▶ WHAT YOU NEED TO DO: Could you reproduce all of the records exactly?

Stored dataset items
>>>>>
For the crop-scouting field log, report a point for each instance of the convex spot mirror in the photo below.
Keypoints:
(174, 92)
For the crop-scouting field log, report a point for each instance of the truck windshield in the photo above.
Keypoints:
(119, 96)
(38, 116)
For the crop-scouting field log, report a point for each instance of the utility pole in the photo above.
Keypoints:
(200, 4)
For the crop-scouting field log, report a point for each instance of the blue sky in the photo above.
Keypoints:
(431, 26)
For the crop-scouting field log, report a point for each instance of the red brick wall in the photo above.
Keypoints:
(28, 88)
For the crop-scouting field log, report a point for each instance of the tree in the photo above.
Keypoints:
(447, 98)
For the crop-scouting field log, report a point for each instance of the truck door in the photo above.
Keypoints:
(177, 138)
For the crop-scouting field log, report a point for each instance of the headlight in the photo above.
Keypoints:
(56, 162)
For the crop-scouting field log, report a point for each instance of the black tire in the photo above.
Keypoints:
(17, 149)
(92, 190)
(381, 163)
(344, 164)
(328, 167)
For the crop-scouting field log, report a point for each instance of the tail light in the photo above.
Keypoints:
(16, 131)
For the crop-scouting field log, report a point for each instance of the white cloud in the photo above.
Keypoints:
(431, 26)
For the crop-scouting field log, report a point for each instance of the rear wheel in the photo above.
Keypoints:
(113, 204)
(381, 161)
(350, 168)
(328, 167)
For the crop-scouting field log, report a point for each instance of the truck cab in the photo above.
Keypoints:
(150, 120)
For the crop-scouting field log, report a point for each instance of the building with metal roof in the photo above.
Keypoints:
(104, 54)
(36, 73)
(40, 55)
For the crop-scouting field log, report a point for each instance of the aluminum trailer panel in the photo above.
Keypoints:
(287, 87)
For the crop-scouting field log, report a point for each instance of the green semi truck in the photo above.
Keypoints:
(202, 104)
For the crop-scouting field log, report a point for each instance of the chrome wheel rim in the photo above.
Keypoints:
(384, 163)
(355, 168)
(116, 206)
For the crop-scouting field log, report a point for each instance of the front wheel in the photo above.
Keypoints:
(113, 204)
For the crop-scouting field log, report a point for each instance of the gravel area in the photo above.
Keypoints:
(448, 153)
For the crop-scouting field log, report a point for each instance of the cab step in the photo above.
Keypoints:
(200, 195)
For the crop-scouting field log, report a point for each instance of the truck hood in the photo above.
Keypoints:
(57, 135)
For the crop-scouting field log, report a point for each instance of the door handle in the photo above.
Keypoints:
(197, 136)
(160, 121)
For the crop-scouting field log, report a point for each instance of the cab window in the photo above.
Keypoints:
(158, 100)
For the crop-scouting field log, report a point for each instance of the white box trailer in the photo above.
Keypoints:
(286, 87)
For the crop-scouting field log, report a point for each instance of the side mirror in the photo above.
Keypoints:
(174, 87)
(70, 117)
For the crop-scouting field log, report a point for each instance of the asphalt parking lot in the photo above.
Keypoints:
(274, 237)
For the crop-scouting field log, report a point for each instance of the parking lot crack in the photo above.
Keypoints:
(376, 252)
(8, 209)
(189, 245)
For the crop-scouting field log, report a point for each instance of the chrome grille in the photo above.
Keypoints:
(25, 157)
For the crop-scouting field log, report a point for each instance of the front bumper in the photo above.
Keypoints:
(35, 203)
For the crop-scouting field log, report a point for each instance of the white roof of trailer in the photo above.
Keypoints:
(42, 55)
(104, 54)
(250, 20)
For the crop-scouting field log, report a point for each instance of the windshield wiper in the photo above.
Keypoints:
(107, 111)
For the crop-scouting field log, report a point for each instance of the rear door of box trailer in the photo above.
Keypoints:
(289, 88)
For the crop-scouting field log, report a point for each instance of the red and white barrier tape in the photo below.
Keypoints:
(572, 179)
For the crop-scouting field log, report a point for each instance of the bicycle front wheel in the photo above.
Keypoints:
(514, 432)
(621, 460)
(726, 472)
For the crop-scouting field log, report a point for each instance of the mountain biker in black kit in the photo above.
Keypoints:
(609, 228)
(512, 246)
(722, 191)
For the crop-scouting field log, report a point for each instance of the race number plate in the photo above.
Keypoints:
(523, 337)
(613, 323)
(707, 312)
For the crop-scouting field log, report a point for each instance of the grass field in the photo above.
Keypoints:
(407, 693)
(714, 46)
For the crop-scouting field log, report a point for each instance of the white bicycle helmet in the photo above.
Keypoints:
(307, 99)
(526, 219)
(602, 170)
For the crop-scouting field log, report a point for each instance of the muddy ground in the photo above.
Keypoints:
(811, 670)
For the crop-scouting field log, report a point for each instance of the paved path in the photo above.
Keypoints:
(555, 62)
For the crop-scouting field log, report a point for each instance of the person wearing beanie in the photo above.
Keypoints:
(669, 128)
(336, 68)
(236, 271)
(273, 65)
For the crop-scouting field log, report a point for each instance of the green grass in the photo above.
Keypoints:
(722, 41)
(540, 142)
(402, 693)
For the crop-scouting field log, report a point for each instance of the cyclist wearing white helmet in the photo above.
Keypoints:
<<<<<
▶ SOLUTION TO THIS TASK:
For the crop-scouting field log, report a point for each instance of the convex spot mirror in the photo below.
Keypoints:
(174, 92)
For the crop-scouting field log, report a point for each instance of the truck windshield in the photo above.
Keypoints:
(119, 96)
(38, 116)
For the crop-scouting field log, report a point for each instance of the utility pole in the photo above.
Keypoints:
(200, 4)
For the crop-scouting field log, report a point for each instance of the blue sky in the photo above.
Keypoints:
(431, 26)
For the crop-scouting field log, report a point for each instance of the red brick wall in the photo above.
Keypoints:
(28, 88)
For the crop-scouting field log, report a point for each instance of the tree in the photo above.
Keypoints:
(447, 98)
For the crop-scouting field log, report a point for each instance of the truck door in the photo above.
Keypoints:
(177, 138)
For the crop-scouting field log, report a point for each instance of the headlight in the photo above.
Keypoints:
(56, 162)
For the crop-scouting field log, report a point for each instance of the black tire in the photo above.
Keypoints:
(17, 149)
(92, 190)
(381, 163)
(344, 164)
(328, 167)
For the crop-scouting field log, report a point for each instance of the tail light in the photo above.
Keypoints:
(16, 131)
For the crop-scouting field log, report a point for each instance of the white cloud in the photo above.
Keypoints:
(431, 26)
For the crop-scouting field log, report a point for each instance of the rear wheel in the photo above.
Keypoints:
(113, 204)
(381, 161)
(350, 168)
(328, 167)
For the crop-scouting field log, report a point for each instance of the truck cab in the photo above.
Keypoints:
(150, 120)
For the crop-scouting field log, report a point for each instance of the building with metal roof in the photo above.
Keypoints:
(104, 54)
(36, 73)
(40, 55)
For the crop-scouting field log, report a point for each instance of the aluminum trailer panel in the photo above.
Keypoints:
(287, 87)
For the crop-scouting field log, report a point for each instance of the green semi truck in the photo above.
Keypoints:
(202, 104)
For the crop-scouting field log, report a point for each instance of the chrome wheel rim in the photo above.
Keypoints:
(384, 163)
(355, 168)
(116, 206)
For the crop-scouting field log, report a point for each instance of the front wheel in the photo above.
Keypoints:
(113, 204)
For the crop-scouting field log, report a point for each instance of the gravel area in the photo above.
Keypoints:
(448, 153)
For the crop-scouting field log, report a point for each instance of the cab step in the photo above.
Keypoints:
(200, 195)
For the crop-scouting field log, report a point for each instance of the truck hood in the photo above.
Keypoints:
(57, 135)
For the crop-scouting field log, report a point for each instance of the door handle in the photo above.
Keypoints:
(197, 136)
(160, 121)
For the crop-scouting field log, report a point for each instance of the cab window in the photo above.
Keypoints:
(158, 100)
For the crop-scouting field log, report a point for each instance of the white box trailer in the photo above.
Keypoints:
(286, 87)
For the crop-scouting field log, report a point for each instance of the side mirror in the photo above.
Keypoints:
(174, 87)
(70, 117)
For the crop-scouting field log, report a point for each instance of the asphalt parking lot in the photo above.
Keypoints:
(274, 237)
For the crop-scouting field log, report a point for each instance of the parking lot crack in the photo above.
Keypoints:
(376, 252)
(8, 209)
(189, 245)
For the crop-scouting field log, report a point for each instance of the chrome grille in the photo above.
Keypoints:
(25, 157)
For the crop-scouting field log, report a point for each instance of the front bumper in the photo above.
Keypoints:
(35, 203)
For the crop-scouting field log, report a point for each instance of the white roof of trailer in the photo above.
Keypoints:
(42, 55)
(104, 54)
(250, 20)
For the crop-scouting field log, report a point for each instance of the windshield wiper in the photo above.
Keypoints:
(107, 111)
For the crop-scouting field log, report a point for each instance of the rear door of box trailer in the photo above.
Keypoints:
(289, 88)
For the crop-scouting field log, report a point for each instance of the red and white barrier tape in the photo below.
Keypoints:
(572, 179)
For the crop-scouting field log, report a point for each instance of the bicycle front wheel in the photo above.
Keypoints:
(514, 432)
(621, 460)
(726, 472)
For the crop-scouting field log, report a point for each instance of the mountain biker in black kit in the photo above.
Keypoints:
(609, 228)
(512, 246)
(722, 191)
For the crop-scouting field log, report a point for each instance of the race number plate in the photo above.
Keypoints:
(523, 337)
(613, 323)
(707, 312)
For the crop-scouting field log, report a point for each instance of the grass field in the photo above.
Keypoints:
(407, 693)
(714, 46)
For the crop-scouting field log, report a point for each instance of the white bicycle helmet in the photo above.
Keypoints:
(307, 99)
(526, 219)
(602, 170)
For the crop-scouting field log, report a point for each instance of the muddy ground in the photo above.
Keypoints:
(811, 670)
For the crop-scouting field log, report a point for each instance of the paved path in the photo above.
Keypoints:
(555, 62)
For the crop-scouting field log, report a point for each instance of the person wearing beanie in the photo above.
Keypoints:
(669, 128)
(336, 68)
(236, 271)
(273, 65)
For the crop-scouting field log, report a point for each instance of the green grass in the photo above.
Keypoints:
(722, 41)
(540, 142)
(402, 693)
For the crop-scouting field log, report a point for each instance of the cyclist wearing white helmet in the photo above.
Keypoints:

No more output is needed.